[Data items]
───

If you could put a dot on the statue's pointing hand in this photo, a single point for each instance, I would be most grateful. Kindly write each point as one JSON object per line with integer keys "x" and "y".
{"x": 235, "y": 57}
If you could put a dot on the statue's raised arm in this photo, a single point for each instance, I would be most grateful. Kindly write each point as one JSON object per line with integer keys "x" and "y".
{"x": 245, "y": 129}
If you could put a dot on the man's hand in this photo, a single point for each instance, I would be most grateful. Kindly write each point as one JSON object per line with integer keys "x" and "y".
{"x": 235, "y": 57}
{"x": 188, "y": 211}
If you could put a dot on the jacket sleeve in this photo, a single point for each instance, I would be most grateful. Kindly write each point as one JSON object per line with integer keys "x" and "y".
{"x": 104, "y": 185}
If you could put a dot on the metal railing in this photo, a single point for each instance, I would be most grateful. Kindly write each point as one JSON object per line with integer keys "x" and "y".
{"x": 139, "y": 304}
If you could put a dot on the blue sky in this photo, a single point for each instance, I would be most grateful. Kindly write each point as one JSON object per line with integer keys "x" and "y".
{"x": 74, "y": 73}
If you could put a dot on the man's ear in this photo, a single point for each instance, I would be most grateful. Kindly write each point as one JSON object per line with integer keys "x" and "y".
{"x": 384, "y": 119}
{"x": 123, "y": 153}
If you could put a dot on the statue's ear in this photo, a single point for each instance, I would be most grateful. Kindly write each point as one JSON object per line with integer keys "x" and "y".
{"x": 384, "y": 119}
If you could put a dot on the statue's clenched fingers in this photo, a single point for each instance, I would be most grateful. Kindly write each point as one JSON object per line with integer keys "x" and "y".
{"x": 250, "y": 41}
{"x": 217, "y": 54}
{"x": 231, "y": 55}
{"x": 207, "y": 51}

───

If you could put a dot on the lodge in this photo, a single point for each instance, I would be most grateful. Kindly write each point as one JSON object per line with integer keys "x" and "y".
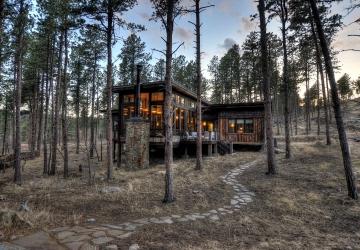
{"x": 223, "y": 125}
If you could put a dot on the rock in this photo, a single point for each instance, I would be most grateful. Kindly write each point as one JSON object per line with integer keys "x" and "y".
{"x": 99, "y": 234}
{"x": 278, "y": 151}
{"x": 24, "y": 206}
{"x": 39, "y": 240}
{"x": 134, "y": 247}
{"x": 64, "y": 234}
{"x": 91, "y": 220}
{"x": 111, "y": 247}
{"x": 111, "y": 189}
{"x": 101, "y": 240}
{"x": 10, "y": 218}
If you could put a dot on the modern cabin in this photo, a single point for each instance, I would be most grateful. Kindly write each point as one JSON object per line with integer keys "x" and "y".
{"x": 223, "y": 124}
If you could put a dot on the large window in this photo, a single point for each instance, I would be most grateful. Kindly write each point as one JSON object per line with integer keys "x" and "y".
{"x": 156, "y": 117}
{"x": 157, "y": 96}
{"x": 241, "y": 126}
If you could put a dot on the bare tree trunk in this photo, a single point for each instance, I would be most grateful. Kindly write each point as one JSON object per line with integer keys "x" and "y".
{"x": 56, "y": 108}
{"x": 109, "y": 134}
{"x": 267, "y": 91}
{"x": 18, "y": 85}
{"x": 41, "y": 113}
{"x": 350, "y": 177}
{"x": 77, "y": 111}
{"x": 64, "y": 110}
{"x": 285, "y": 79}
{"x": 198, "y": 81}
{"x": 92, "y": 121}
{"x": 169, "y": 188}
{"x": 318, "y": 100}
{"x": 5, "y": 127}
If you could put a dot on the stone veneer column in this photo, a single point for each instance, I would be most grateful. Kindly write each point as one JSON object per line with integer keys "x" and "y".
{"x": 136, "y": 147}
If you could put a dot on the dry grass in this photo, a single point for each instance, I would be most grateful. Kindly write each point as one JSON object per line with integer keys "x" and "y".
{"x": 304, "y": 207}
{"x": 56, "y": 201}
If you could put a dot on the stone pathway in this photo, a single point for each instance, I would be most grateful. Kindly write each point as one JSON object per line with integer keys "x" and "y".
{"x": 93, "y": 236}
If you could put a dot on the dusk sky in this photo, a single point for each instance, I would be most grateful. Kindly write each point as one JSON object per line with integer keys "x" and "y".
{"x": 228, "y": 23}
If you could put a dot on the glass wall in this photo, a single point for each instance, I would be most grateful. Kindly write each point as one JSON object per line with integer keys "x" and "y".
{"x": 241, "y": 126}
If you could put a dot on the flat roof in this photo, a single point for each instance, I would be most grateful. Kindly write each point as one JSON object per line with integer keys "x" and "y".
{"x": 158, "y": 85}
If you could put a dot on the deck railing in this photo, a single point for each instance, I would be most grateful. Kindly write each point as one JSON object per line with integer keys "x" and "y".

───

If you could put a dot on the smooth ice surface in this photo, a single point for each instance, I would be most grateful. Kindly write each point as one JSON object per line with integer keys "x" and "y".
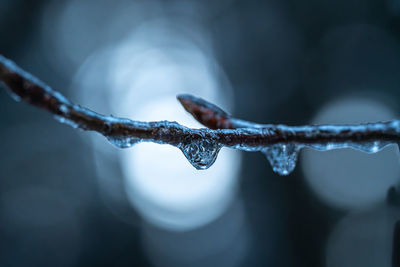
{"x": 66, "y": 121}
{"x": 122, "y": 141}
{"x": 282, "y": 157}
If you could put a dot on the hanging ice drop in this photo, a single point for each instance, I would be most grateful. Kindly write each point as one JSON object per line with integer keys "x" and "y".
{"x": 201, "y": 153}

───

§ What is needed: Begin at the line above that has "If you could put a dot on the bare" and stop after the line that has "If you could put a dot on the deck", copying each line exactly and adding nothing else.

§ Written solution:
If you could put a dot on the bare tree trunk in this photo, a single point for each instance, I would be most grateful. Kindly write each point as one JSON object per line with integer keys "x" and "y".
{"x": 56, "y": 108}
{"x": 109, "y": 134}
{"x": 267, "y": 91}
{"x": 18, "y": 85}
{"x": 41, "y": 113}
{"x": 350, "y": 177}
{"x": 77, "y": 111}
{"x": 64, "y": 110}
{"x": 285, "y": 79}
{"x": 198, "y": 81}
{"x": 92, "y": 121}
{"x": 169, "y": 188}
{"x": 318, "y": 100}
{"x": 5, "y": 127}
If you could put a dot on the stone veneer column in this photo, a single point for each instance, I would be most grateful. Kindly write each point as one JSON object per line with integer keys "x" and "y".
{"x": 136, "y": 147}
If you could put a dot on the dry grass in this photo, a single point for each instance, I would be most grateful. Kindly write each point as one JSON object per line with integer keys "x" and "y".
{"x": 304, "y": 207}
{"x": 56, "y": 201}
If you could put a dot on the stone pathway in this photo, a single point for each instance, I would be most grateful. Kindly write each point as one JSON object per line with integer keys "x" and "y".
{"x": 93, "y": 236}
If you could put a dot on the dusk sky in this photo, a single point for each instance, I would be most grateful. Kindly write each point as one JSON object per line with integer keys "x" and "y".
{"x": 228, "y": 23}
If you could put a dot on the glass wall in this photo, a single point for each instance, I would be most grateful. Kindly write each point as one JSON object per line with integer keys "x" and "y".
{"x": 241, "y": 126}
If you could put a dot on the flat roof in this photo, a single point for each instance, I would be most grateful. Kindly write each point as one JSON object per line with integer keys "x" and "y".
{"x": 158, "y": 85}
If you could put a dot on the deck railing in this photo, a single point for each instance, I would be most grateful. Kindly write each point as one JSON object per line with integer keys "x" and "y".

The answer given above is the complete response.